## Excerpt provided:
And five minutes ago I watched a YouTube video, *Europe Leaves Christianity for Paganism.* 4 March 2020. CBN News.

This video opens at Martyrs' Free Church in Edinburgh, now a nightclub called Frankenstein's.
A beautiful church where Scottish Christians worshipped is now a venue for men's stag nights, girl strippers, and heavy alcohol consumption.

The young now dance on the ruins of Christian civilization!
The West is as pagan as the Emperor Nero's Rome.

Pagan rot is now inside the Vatican thanks to decades of modernist theology.

Watch Father William Jenkins on YouTube: *Bp Schneider on heretic pope; Coronavirus threat; the root of the problem.*
What Catholics Believe. 8 March 2020.

The Holy Spirit is calling on us all to be missionaries.
To be like Columba of Iona.

Jesus said men would hate us for his sake. So we must be prepared to be hated, and not loved as the sentimental media love Pope Francis.

To quote a reviewer of *Island Soldier*:
*Dr Ritchie presents us with a robust figure who is something of a contrast to the soft, sentimental, and acquiescent Columba of popular imagination.

As my father used to say to me, *Are you ready to fight the good fight?*

John Haggerty said...

Barona: I have only just read your statement about blogs that spread hate and rage, and thus through bad example, encourage more of the same, in the comboxes.

I have come across responsible Catholic blogs with perceptive comments, often from people with real knowledge of Canon Law and the teaching of Church councils. I have learned much from these lay Catholics, usually men and women with an academic background in theology and Church history.

The bitter remarks usually came from Americans who are in deep shock over the child abuse crisis, for there seems to be no end in sight. Often these comments carry over into savage attacks on the hierarchy and the outrageous way in which the Mass is celebrated with dancing girls and mincing priests.

When I came across Church Militant (still being fairly new to the Internet) I watched a great many of their posts before I reached a conclusion in their favour. They do not pull punches. Reputations are left in tatters.

This meant asking how Church Militant's many critics could be so wrong; and whether the official Catholic media could have been so remiss, in not reporting the hidden corruptions within the American hierarchy.

Siding in favour of Church Militant was all the easier when I found Michael J Matt, Patrick Coffin, John-Henry Weston, Dr Taylor Marshall, as well as sites like Everyday For Life Canada, Defeat Modernism, Return to Tradition, and What Catholics Believe.

## Study material:
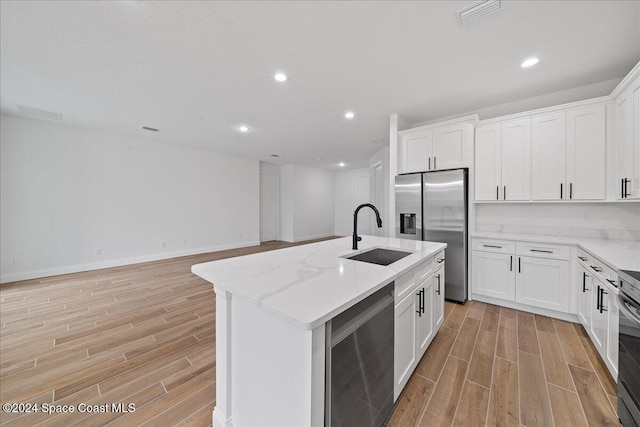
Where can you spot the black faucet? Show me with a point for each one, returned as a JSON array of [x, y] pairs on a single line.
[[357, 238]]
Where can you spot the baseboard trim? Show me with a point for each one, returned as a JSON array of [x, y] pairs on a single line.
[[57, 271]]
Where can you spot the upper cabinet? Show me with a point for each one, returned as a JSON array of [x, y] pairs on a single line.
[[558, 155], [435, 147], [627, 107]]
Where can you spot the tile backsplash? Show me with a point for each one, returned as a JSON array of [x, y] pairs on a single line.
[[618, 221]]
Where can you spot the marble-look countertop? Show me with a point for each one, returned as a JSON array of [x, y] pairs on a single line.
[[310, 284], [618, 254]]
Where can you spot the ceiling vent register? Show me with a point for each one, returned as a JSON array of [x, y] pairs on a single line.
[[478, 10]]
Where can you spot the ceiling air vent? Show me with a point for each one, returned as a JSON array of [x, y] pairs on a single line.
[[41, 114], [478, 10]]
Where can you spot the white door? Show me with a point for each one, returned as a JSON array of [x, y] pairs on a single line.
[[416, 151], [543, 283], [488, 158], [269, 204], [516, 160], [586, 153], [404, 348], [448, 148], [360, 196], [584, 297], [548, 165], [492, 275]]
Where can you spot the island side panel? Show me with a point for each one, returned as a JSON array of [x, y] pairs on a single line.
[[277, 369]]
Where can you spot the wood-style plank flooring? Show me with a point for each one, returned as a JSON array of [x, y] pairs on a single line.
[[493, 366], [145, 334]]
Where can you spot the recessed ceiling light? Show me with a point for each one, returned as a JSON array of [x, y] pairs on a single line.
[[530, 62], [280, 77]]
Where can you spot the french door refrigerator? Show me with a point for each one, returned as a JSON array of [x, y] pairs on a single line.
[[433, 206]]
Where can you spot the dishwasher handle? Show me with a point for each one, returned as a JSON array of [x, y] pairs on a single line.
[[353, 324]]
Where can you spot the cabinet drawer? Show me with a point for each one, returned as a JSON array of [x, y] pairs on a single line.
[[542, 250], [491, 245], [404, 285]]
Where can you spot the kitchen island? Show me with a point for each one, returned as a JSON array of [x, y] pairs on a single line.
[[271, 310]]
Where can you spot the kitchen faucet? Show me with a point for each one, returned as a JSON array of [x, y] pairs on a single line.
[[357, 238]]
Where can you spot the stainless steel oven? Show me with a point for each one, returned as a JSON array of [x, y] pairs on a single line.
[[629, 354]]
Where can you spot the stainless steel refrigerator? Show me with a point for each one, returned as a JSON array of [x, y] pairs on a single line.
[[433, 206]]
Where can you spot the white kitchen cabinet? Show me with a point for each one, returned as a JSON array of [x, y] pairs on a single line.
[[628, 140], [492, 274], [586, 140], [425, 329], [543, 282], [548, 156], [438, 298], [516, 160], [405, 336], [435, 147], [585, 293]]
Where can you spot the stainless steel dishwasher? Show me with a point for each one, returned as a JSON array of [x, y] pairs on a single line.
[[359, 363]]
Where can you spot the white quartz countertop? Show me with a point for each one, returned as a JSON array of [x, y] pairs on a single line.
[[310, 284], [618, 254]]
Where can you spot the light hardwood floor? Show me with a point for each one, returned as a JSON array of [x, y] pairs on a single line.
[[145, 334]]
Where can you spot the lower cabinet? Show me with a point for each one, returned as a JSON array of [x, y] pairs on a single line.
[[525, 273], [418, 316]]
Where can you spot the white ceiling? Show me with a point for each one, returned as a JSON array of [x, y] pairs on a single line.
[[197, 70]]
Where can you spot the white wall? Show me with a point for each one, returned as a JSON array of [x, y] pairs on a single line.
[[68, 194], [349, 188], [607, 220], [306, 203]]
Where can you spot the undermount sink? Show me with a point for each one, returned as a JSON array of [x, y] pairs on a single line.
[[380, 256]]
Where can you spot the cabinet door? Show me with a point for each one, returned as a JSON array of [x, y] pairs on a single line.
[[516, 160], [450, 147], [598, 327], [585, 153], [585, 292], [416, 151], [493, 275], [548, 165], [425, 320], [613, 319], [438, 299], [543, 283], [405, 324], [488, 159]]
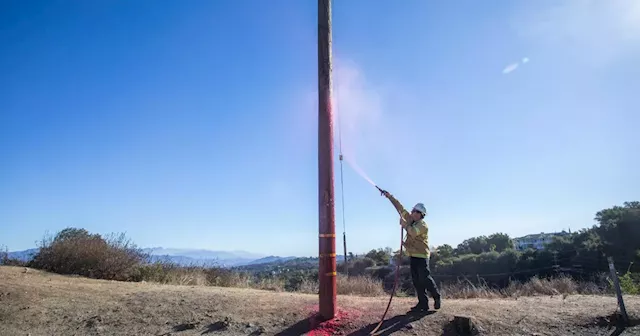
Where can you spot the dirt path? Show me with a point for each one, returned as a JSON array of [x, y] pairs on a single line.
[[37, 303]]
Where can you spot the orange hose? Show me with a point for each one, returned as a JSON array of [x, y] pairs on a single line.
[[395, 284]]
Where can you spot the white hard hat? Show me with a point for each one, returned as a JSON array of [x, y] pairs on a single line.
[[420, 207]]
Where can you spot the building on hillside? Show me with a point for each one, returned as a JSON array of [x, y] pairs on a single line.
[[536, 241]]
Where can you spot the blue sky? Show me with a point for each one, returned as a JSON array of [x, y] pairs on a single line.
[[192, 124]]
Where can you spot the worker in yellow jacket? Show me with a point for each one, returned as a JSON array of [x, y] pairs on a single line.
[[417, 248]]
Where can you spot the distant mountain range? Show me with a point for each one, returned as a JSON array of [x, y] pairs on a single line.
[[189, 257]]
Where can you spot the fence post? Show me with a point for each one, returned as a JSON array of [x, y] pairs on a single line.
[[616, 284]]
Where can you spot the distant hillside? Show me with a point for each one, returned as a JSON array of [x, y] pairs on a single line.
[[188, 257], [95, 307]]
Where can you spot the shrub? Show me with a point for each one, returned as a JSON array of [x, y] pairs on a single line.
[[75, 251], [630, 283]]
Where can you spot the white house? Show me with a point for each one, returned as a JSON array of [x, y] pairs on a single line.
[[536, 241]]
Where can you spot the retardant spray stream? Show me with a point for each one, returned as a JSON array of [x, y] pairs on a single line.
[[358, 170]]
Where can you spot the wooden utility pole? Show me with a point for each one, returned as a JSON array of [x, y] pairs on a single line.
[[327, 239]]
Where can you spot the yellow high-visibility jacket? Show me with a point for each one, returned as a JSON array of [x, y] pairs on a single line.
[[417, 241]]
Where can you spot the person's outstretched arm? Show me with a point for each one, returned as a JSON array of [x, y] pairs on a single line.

## What is being asked:
Pick up the blog comment thread about Catholic online commentary where it stops and write the next part.

## Response to this exercise:
At times I wondered whether these traditional Catholics might not be a little simplistic in some of their judgements, and too strong in their condemnations. I would wonder what priests from my past such as the late Father Gerard W Hughes S.J. would think of them, not to mention writers who influenced me in my youth, like Peter Hebblethwaite.

But the behaviour of the modernists always shocked me back into the traditionalist fold. Just look at the fury of the modernists when Pope Benedict allowed the Latin Mass to be celebrated again - they revealed their dark and malicious hatred of everything Catholic.

In my mind I also heard my father's voice saying, *The Church has lost the way and Pope Benedict sees it, but he is limited in what he can say.*

In reading about *queer theology* which has influenced so many teachers in Toronto, I begin to see that modernism, however we define its many meanings, opened the floodgates to heresy. The priests who pursue these avenues of thought would do better to leave the Church and join a gnostic movement of which there are many.

T.S. Eliot said history is full of strange turnings and cunning corridors, so it is a surprise to find that Toronto Catholic Witness and Church Militant make me think I should return to Catholicism.

But what Church would I be returning to? Not the Church of the liberals and modernists, and not the weak world-pleasing bishops who don't even have the manhood to speak out about abortion and homosexual decadence.

The Church of Saint Pope Pius X, whose school I attended, and Archbishop Marcel Lefebvre, hated and misunderstood even now, but emblematic of everything that has gone so horribly wrong these last 50 years.

The true Church, the only one worth returning to.